• Document text:
'''

The task of autonomous corridor following has been well discussed in the past [rev1, rev2, rev3, rev4, uavservo], especially on smart wheelchair platforms. Several classical works achieving this [following1, following2, servoing2, servoing2_expanded, KAK_navigation, Omnidirectional] use vision based algorithms. They extract selected features from a captured image, and pass them to a control law that computes a corrective velocity signal for adjusting the position of the robot on the corridor. There also exist other approaches that use different sensors [lidar, sonar, radar], and follow a similar procedure. In all of these works, there is an inherent reliance on a robust feature extraction and tracking step to provide reliable features to the control law. As such, the behaviour of the robot becomes undefined when the system fails to provide these features reliably.
In traditional visual servoing (TVS) approaches, when selected features do not appear in the captured image, or when the extracted features are grossly inaccurate, the control law fails to produce a reliable velocity for servoing the robot along the corridor. We can infer from this that for a TVS process to take place reliably, three major factors need to be accounted for to a good degree of accuracy.
Quality image features need to be selected for servoing.
They need to be available in the environment.
A robust algorithm is needed for tracking and extracting these features.
The works presented in [following1, following2, servoing2_expanded] are examples of TVS works. In [following1], autonomous corridor following is performed on a wheelchair following a TVS approach that uses vanishing point features from a corridor image for devising a control signal. The work in [following2] extends this to doorway traversal and presents it comprehensively. A similar approach for mobile robots is also proposed in [servoing2] and extended further in [servoing2_expanded]. Steps for feature extraction which are suggested in these works however do not account for images taken in dynamically changing environments, or for various noise types in the captured images. This hinders with the practical capability of the robot, as motion noise and occlusions are a common occurrence in the environment. Moreover, in cases where the required features cannot be estimated from the image, the outcome of the control law is undefined as it may encounter mathematical singularities. In order to overcome all of these challenges, we propose using a convolutional neural network for approximating a velocity vector output for corridor following directly from a camera image. Figure 1 provides an overview of the proposal to solve the problem as a robust alternative to traditional visual servoing.
Although there are a few works in the literature that use deep neural networks for visual servoing such as [Madhav_paper, Deep_Learning_Chaumette], our proposal (Also see [siupaper]) differs from them as we combine both the feature extraction and control signal computation in one stage, while they primarily focus on approximating the feature extraction stage. In [Madhav_paper] the authors finetune FlowNet [Flownet1] to estimate the relative angular and translational pose differences between the desired image and the current image. Similarly in [Deep_Learning_Chaumette], AlexNet has been used to approximate a relative pose between the current image and a reference image. In both these papers, the approximated relative pose is fed into a control law that computes a velocity vector for servoing. The approach that we present in this work combines the feature extraction and control law computation stages into one framework to directly predict a velocity vector, given an image.

'''

• Job 1:
Answer these questions from the corridor-following text, one line each:
(a) What does the abbreviation TVS stand for?
(b) Which network do the authors of [Madhav_paper] finetune?
(c) What type of network does the proposal use to approximate a velocity vector from a camera image?
• Job 2: Please repeat the corridor-following text from "The task of" to "these features reliably.", switching "robot" to "vehicle".

(Box-labeled dataset extracts)
'''

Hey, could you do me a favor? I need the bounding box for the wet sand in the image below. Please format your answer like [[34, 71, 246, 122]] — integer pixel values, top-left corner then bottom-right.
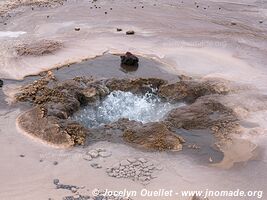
[[0, 0, 267, 200]]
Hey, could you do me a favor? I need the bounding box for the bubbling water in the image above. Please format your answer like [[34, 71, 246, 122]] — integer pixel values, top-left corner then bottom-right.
[[73, 91, 185, 128]]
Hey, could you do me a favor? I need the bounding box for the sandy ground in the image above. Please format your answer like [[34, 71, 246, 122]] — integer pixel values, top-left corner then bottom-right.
[[0, 0, 267, 200]]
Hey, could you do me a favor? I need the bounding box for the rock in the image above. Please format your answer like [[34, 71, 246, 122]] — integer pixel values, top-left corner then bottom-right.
[[127, 158, 137, 163], [121, 52, 139, 66], [156, 165, 163, 171], [87, 150, 99, 158], [120, 160, 131, 166], [53, 179, 59, 185], [99, 151, 112, 158], [126, 30, 135, 35], [91, 163, 102, 169], [138, 158, 147, 163], [16, 40, 63, 56], [71, 187, 78, 193], [83, 154, 93, 161], [123, 122, 184, 151]]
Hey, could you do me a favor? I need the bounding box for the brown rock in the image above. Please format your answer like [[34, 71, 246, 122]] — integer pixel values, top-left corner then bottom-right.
[[123, 122, 184, 151], [16, 40, 63, 56]]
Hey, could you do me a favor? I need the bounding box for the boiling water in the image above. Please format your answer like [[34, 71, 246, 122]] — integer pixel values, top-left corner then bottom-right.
[[73, 91, 185, 128]]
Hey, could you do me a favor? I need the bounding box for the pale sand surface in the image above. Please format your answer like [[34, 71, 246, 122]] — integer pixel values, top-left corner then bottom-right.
[[0, 0, 267, 200]]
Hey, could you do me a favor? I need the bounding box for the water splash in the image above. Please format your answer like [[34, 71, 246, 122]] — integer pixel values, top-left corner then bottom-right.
[[73, 91, 185, 128]]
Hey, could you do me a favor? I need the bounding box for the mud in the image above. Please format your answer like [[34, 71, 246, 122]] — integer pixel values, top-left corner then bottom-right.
[[16, 69, 238, 151]]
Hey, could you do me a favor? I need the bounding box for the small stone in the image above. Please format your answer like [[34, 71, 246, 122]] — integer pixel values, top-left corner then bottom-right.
[[142, 181, 150, 185], [209, 157, 213, 163], [127, 158, 137, 163], [120, 160, 131, 166], [83, 154, 93, 161], [156, 165, 163, 171], [112, 163, 120, 169], [88, 150, 99, 158], [99, 151, 112, 158], [126, 30, 135, 35], [121, 52, 139, 66], [138, 158, 147, 163], [71, 187, 78, 193], [53, 179, 59, 185], [91, 163, 102, 169]]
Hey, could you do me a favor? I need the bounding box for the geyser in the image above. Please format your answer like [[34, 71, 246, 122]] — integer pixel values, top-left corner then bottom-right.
[[72, 91, 185, 128]]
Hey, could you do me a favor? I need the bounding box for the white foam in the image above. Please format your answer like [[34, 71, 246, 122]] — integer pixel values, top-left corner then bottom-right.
[[73, 91, 185, 127]]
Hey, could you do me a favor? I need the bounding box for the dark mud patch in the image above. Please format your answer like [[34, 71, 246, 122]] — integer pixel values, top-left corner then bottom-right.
[[53, 54, 179, 82], [176, 129, 224, 163]]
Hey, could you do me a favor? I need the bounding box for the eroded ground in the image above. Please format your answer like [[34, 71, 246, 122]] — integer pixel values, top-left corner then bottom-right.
[[0, 1, 267, 199]]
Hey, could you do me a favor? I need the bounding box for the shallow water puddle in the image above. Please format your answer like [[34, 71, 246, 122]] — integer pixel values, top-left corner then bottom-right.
[[176, 129, 224, 163]]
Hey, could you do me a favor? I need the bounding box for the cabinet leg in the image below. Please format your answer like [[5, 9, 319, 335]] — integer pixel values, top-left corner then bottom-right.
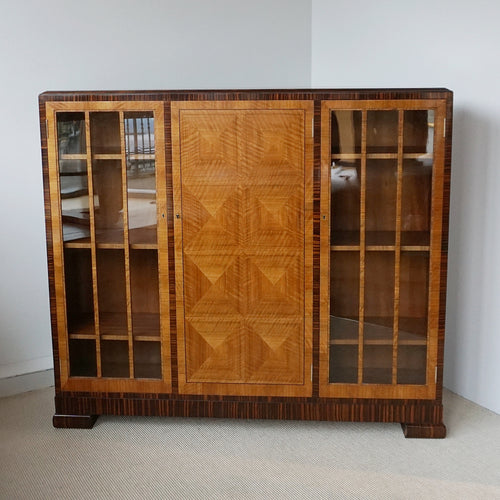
[[401, 423, 446, 439], [52, 413, 99, 429]]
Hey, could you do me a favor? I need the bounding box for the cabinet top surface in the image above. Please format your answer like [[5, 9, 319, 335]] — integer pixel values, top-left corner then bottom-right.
[[39, 88, 453, 103]]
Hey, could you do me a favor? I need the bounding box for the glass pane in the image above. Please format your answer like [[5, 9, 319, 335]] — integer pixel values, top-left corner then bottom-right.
[[363, 345, 392, 384], [365, 160, 398, 245], [331, 110, 361, 245], [330, 252, 359, 340], [130, 249, 160, 338], [331, 160, 361, 245], [401, 164, 432, 245], [124, 113, 156, 244], [97, 249, 128, 337], [92, 160, 123, 244], [330, 251, 359, 384], [329, 345, 358, 384], [363, 251, 395, 384], [57, 113, 87, 154], [366, 110, 399, 154], [57, 113, 90, 243], [399, 252, 429, 341], [397, 345, 427, 385], [101, 340, 130, 378], [90, 111, 121, 155], [64, 248, 95, 335], [403, 110, 434, 155], [69, 339, 97, 377], [134, 342, 161, 378]]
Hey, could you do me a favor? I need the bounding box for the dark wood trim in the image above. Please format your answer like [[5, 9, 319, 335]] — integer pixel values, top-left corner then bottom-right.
[[401, 423, 446, 439], [56, 394, 443, 425], [39, 88, 451, 103]]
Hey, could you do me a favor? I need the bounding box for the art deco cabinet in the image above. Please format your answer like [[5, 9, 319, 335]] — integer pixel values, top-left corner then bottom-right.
[[40, 89, 452, 437]]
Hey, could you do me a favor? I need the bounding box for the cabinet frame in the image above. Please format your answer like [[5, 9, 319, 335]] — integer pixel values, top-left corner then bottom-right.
[[39, 88, 453, 437], [45, 101, 172, 392]]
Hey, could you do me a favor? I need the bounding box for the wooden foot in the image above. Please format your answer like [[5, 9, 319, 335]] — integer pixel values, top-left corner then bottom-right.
[[401, 423, 446, 439], [52, 413, 99, 429]]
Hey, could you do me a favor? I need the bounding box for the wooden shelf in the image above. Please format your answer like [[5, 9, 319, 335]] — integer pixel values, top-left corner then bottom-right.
[[127, 153, 155, 161], [330, 231, 430, 252], [92, 153, 122, 160], [332, 153, 433, 161], [330, 316, 427, 346]]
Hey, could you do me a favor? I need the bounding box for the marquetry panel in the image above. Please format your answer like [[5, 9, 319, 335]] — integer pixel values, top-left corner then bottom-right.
[[172, 101, 312, 396]]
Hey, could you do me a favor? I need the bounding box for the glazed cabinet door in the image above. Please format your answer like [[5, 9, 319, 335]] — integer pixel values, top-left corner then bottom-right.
[[171, 101, 313, 396], [46, 102, 171, 392], [320, 100, 446, 399]]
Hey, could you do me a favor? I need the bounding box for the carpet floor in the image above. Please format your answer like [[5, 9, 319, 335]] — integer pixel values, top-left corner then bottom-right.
[[0, 388, 500, 500]]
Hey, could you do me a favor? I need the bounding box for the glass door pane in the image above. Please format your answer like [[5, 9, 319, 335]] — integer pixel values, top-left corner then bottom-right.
[[124, 113, 157, 245]]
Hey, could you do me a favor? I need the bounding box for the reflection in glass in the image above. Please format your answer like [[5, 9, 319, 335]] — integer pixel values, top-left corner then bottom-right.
[[403, 109, 434, 155], [366, 110, 399, 154], [331, 110, 361, 155], [124, 113, 156, 244], [401, 110, 434, 246], [330, 110, 361, 245], [90, 111, 121, 155], [57, 113, 90, 242]]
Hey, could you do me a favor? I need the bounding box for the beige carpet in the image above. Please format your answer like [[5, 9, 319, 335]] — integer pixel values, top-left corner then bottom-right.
[[0, 389, 500, 500]]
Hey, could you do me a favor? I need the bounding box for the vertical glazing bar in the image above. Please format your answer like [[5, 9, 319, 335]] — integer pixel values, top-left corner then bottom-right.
[[358, 109, 368, 384], [85, 111, 102, 378], [119, 111, 134, 378], [392, 110, 404, 385], [147, 115, 153, 154]]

'''

• Task answer 1:
(a) Traditional visual servoing
(b) FlowNet
(c) A convolutional neural network

• Task answer 2:
The task of autonomous corridor following has been well discussed in the past [rev1, rev2, rev3, rev4, uavservo], especially on smart wheelchair platforms. Several classical works achieving this [following1, following2, servoing2, servoing2_expanded, KAK_navigation, Omnidirectional] use vision based algorithms. They extract selected features from a captured image, and pass them to a control law that computes a corrective velocity signal for adjusting the position of the vehicle on the corridor. There also exist other approaches that use different sensors [lidar, sonar, radar], and follow a similar procedure. In all of these works, there is an inherent reliance on a robust feature extraction and tracking step to provide reliable features to the control law. As such, the behaviour of the vehicle becomes undefined when the system fails to provide these features reliably.